(Referring expression data)
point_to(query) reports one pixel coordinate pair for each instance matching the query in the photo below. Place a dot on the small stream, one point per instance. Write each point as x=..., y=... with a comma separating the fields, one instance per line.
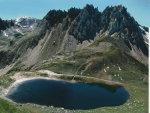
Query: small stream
x=59, y=93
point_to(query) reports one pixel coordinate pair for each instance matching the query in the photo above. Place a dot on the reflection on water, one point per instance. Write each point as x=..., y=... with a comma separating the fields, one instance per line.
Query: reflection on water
x=65, y=94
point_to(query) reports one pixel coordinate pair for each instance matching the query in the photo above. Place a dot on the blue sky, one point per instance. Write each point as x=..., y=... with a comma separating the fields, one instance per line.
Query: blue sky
x=10, y=9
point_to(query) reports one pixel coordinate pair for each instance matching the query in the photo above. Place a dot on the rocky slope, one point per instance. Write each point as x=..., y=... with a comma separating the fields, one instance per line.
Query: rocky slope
x=86, y=36
x=20, y=27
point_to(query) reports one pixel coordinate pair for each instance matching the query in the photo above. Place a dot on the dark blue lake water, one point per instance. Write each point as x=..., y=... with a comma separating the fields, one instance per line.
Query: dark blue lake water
x=64, y=94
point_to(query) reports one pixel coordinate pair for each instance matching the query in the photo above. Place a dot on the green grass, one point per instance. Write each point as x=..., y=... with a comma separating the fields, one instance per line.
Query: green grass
x=7, y=107
x=5, y=81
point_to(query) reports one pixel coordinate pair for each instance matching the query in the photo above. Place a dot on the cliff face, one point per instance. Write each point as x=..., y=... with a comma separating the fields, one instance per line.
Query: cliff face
x=62, y=32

* [WHAT YOU ARE ASKED TO DO]
Reproduce each line of the entries above from the one containing "Query: green grass" through the last, exactly, and no other line.

* [RESPONSE TO THIS TASK]
Query: green grass
x=7, y=107
x=5, y=81
point_to(query) reports one pixel coordinate pair for each instance matching the query in the photo above. Place a dot on the cliff face, one point per instance. Write each point as x=..., y=... with a comma separating the fields, one instance per line.
Query: cliff face
x=62, y=32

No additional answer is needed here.